Au bout de 30 km, il fallait attaquer la seule montagne du parcours; je me disais heureusement c’est au 30e et non au 90e km. So let’s do it! Il s’agit d’un escalier interminable de 500 marches rien que ça. Mais se cache tout en haut un temple absolument magnifique du moins ce qu’il en reste.
Ensuite, c’est le début de la chaleur. La stratégie que j’ai utilisée, c’est l’intervalle. Je courais jusqu’au moment où je me retrouvais avec beaucoup de sueur (environ 1-2 km), ensuite je marchais environ 15 minutes pour redevenir sec. De cette manière, je pouvais bien gérer l’hydratation et l’apport en électrolytes. Plusieurs coureurs ont adopté ce plan puisque nous n’arrêtions pas de jouer à saute moutons dans les positions.
Partout se cachaient des enfants très enthousiastes et souriants qui nous encourageaient. Je dis un à groupe : « Do you want to run with me? » Nous avons fait une course de rapidité, ensemble, sur quelques mètres.
Lentement mais sûrement, jarrive de peine et de misère avec une vive douleur aux pieds à la mi-course (64 k), à la terrasse de l’éléphant. Il est maintenant 13 h. J’ai pu me changer au complet grâce au drop bag, et engloutir un repas soutenant : une soupe brûlante…Pourquoi tant de haine? Ensuite direction salle de massage pour réparer un peu mes pieds et une bref sieste d’une heure pour attaquer avec énergie la 2e section de la course. Je n’étais pas pressé de repartir avec cette chaleur écrasante et sachant que le temps limite était de 28 h; j’avais du jeu.
À 15 h, je me remets à l’aventure avec des applaudissements, ce qui me motive d’autant plus :« Let’s go je suis capable! » Je me suis laissé un peu distraire par des éléphants domestiqués pour faire des balades aux touristes; c’est toujours impressionnant d’en voir si près, et aussi, un peu plus tard, des macaques qui quêtaient de la nourriture aux homos sapiens.
····················
→ Consignes de l'exercice:
a) Pour chacune des affirmations suivantes, indiquez par oui ou par non si elle concorde avec le récit de course, en citant à l'identique les mots du texte qui tranchent : (i) la mi-course est atteinte à 13 h ; (ii) l'escalier de la montagne compte 300 marches ; (iii) le temps limite de la course est de 28 h.
b) Prolongez le récit de course à partir de sa dernière phrase.
Les lignes ci-dessous viennent d'une autre source que le texte.

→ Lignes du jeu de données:
····················
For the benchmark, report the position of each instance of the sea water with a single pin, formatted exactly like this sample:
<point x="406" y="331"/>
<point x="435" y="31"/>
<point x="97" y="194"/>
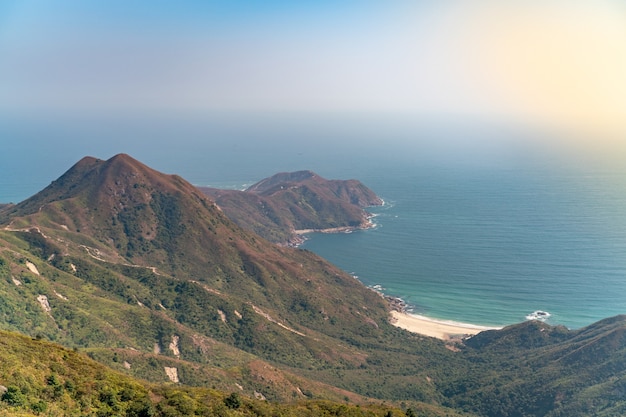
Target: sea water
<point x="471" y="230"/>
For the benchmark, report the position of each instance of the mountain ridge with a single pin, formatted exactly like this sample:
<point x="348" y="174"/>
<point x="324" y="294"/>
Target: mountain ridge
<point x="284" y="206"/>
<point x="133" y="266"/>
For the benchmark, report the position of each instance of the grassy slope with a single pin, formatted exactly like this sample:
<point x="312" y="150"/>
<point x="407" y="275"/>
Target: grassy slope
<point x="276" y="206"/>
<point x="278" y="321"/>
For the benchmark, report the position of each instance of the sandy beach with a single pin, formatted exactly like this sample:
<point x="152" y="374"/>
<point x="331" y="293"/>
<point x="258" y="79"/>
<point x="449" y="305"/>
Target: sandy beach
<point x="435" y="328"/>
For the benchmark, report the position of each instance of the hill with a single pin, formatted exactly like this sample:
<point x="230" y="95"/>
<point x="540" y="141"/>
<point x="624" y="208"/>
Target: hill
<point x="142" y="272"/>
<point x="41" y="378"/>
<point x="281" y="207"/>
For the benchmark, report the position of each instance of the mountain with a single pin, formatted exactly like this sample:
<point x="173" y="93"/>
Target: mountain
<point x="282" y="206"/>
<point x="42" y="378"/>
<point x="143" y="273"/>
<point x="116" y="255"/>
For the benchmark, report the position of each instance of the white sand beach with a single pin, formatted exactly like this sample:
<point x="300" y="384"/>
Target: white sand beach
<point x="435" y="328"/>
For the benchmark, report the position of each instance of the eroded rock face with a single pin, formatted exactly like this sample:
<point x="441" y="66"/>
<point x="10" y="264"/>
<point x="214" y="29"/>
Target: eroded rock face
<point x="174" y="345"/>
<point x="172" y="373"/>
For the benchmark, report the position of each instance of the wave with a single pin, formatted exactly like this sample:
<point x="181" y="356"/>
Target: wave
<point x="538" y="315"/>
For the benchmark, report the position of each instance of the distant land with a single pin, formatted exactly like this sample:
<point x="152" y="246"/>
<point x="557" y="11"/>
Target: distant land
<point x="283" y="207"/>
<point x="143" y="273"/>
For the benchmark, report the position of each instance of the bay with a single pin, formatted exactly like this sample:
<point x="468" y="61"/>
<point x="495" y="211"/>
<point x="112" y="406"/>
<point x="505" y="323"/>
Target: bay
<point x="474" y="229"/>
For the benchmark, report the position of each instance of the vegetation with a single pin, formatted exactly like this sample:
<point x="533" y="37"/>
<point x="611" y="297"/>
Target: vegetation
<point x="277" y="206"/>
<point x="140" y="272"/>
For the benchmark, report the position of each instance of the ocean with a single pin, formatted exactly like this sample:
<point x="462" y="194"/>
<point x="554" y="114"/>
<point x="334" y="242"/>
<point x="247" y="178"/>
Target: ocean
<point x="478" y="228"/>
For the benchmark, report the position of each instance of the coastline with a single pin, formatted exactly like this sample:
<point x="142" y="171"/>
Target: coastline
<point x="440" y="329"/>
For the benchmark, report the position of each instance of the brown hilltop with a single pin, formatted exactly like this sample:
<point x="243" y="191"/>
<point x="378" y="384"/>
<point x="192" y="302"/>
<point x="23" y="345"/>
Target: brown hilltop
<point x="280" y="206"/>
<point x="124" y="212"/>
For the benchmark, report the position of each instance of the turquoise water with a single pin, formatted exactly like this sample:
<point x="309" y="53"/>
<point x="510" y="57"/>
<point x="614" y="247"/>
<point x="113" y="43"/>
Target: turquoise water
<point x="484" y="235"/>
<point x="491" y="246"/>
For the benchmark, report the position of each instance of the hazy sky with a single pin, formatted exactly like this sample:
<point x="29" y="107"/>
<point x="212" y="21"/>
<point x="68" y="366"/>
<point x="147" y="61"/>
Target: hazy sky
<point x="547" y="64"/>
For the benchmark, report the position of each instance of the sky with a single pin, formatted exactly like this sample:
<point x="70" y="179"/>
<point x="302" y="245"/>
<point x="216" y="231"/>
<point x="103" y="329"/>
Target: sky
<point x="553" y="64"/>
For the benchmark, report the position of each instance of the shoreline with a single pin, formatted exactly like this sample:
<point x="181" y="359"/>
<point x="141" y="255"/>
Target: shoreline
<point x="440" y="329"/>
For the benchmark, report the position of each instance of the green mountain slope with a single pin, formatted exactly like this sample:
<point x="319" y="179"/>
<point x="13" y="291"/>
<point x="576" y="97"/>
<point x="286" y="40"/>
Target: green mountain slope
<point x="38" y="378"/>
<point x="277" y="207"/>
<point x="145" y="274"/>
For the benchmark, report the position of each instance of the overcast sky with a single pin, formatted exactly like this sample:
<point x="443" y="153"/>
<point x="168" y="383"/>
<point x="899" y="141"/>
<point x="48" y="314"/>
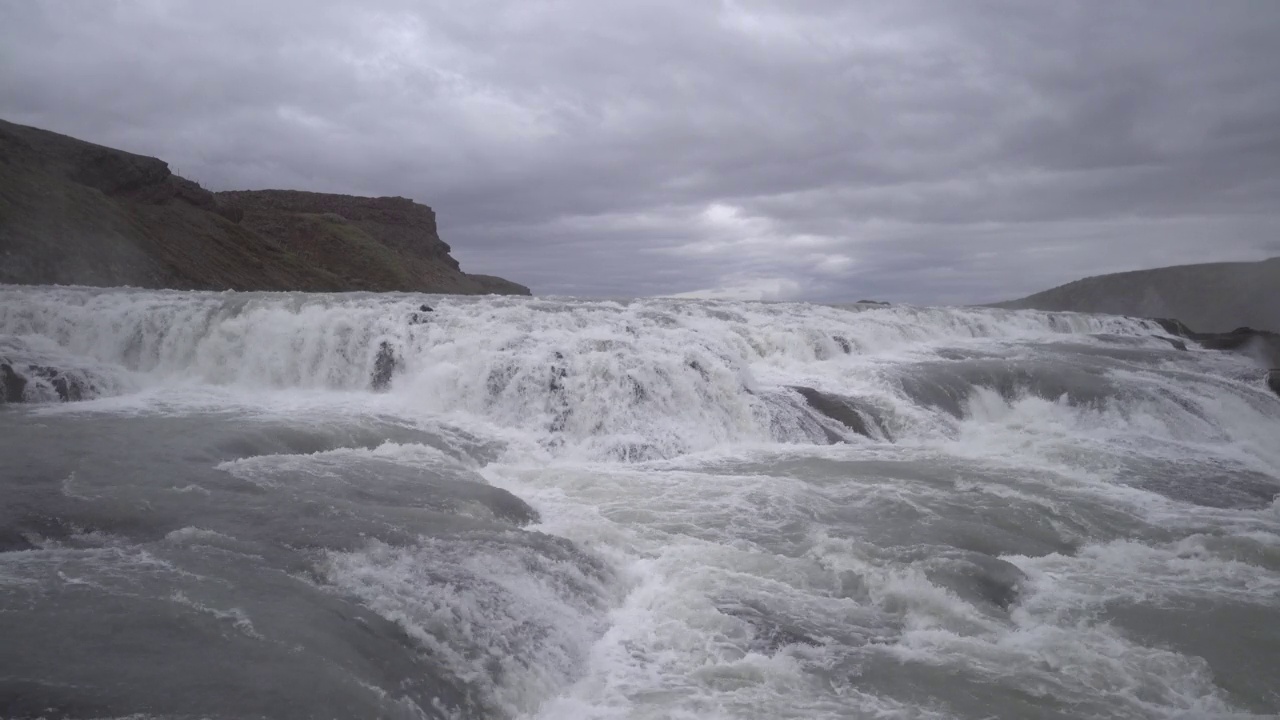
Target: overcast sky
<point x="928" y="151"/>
····················
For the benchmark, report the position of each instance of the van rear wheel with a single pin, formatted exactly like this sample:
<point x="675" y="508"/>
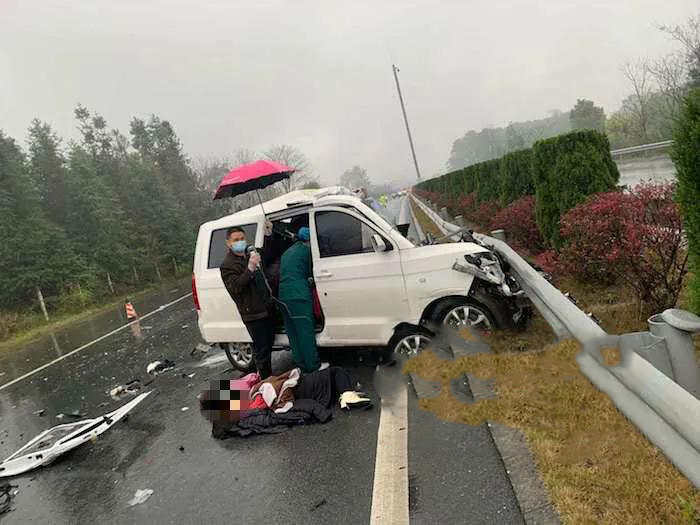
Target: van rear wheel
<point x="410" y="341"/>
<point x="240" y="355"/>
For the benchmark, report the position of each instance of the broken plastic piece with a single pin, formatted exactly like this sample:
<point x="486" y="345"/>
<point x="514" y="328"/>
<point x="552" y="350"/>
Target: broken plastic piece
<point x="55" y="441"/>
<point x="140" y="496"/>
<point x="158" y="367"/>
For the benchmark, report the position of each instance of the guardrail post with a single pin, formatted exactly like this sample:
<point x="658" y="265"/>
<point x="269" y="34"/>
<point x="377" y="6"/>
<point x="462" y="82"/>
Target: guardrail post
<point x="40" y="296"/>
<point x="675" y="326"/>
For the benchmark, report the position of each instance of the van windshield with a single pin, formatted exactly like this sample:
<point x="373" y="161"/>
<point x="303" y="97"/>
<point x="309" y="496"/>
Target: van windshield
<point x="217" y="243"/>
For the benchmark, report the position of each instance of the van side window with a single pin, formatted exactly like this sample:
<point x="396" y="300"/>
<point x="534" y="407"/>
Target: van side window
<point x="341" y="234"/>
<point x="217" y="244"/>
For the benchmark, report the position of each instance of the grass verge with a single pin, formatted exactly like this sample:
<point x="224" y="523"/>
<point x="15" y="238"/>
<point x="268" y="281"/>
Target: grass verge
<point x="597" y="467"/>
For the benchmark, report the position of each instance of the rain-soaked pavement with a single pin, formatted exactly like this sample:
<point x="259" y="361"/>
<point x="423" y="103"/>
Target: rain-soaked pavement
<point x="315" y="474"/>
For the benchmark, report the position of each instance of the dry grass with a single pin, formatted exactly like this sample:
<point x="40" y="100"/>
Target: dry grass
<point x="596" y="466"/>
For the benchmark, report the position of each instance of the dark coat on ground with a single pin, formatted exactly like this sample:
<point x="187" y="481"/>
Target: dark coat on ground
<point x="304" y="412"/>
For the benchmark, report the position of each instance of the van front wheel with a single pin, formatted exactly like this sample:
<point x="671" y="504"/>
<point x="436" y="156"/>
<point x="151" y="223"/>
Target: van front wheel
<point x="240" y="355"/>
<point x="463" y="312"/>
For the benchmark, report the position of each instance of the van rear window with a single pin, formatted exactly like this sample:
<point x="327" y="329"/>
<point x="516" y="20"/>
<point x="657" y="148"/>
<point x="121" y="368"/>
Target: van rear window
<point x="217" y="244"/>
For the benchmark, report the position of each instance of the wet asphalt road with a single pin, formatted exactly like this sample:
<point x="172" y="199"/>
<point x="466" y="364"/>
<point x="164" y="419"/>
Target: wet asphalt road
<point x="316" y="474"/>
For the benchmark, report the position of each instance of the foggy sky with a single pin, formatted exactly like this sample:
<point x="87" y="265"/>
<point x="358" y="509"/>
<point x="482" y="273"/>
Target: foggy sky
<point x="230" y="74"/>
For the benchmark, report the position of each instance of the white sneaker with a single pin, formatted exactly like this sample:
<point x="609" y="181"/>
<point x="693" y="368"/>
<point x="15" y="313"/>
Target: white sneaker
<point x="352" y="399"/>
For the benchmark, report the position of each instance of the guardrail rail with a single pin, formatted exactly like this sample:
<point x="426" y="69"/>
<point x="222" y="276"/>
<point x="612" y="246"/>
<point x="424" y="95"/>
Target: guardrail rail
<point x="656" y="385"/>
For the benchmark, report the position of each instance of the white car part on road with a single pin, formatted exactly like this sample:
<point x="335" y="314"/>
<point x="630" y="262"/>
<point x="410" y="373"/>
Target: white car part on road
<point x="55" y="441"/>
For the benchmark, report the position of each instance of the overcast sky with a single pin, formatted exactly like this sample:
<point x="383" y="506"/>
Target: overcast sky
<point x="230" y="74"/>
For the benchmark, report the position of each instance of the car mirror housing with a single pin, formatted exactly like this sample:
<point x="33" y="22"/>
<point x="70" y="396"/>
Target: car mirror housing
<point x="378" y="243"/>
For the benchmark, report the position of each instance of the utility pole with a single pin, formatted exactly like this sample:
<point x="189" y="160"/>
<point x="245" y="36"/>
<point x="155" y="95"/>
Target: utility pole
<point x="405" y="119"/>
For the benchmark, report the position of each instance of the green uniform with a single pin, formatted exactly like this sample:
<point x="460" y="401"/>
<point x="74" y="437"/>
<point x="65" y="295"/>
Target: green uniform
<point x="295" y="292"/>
····················
→ Les résultats:
a)
(i) Oui : « Il est maintenant 13 h. »
(ii) Non : « Il s’agit d’un escalier interminable de 500 marches rien que ça. »
(iii) Oui : « sachant que le temps limite était de 28 h »

b)
Un peu plus tard, j’ai rencontré un incident : j’ai voulu suivre la trail balisée, quand des amis me bloquaient complètement le chemin…c’était une gang de buffalos qui m’attendaient avec leurs yeux fixés sur moi. Je m’arrête, en riant devant cette absurdité en me demandant kessé je dois faire ? C’est à ce moment que je compris que même s’ils sont gros et nombreux, ce sont des créatures très pissous devant un p’tit mollusque comme moi.
Le soleil descend rapidement, je suis toujours en solitaire. J’enfile de nouveau ma frontale. Habituellement, la 2e nuit m’inquiète par le froid, mais au Cambodge c’est plutôt un soulagement. Je rejoins un Hong Kongais qui semblait en mauvais état; on marche ensemble jusqu’au ravito tout près. J’enlève mes chaussures pour me soulager un peu…Quelle erreur fatale, ma pire erreur de la course! Car au moment où je les remets, je crash.. Je crois que mes pieds ont enflé car mes shoes deviennent incroyablement tight et une douleur paralysante apparaît sur le dessus du pied. Je me mets à boiter et je peine à rejoindre mon ami Hong Kongais qui marchait devant moi.
C’est à ce moment où j’étais le plus en danger de faire un malheureux DNF…Je traverse un ième village, je dois m’arrêter pour m’asseoir par terre…En moins d’une minute, un rassemblement de Cambodgiens compatissants s’attroupe autour de moi. Personne ne parlait anglais, seulement le khmer (langue du pays) et le seul mot appris dans cette langue, c’est akoun (merci), pas très utile dans ces circonstances dramatiques. J’essayais de méditer pour diminuer la douleur (l’esprit est plus fort que la matière). Je leur montrais que j’avais mal, mais pas en danger de mort; j’avais juste besoin de quelques minutes.
Je repartis péniblement, je quittai le village. Je décide de faire un ptit bout en pied de bas dans le sable mou, dans l’obscurité et brusquement, j’ai été surpris par un serpent…Même s’il faisait la grosseur de mon ptit doigt, je restais sur mes gardes devant cette créature exotique et probablement dangereuse. Ma frontale n’émettait qu’une faible luminosité malgré des batteries de rechange; ça m’apprendra à acheter des frontales à 30$.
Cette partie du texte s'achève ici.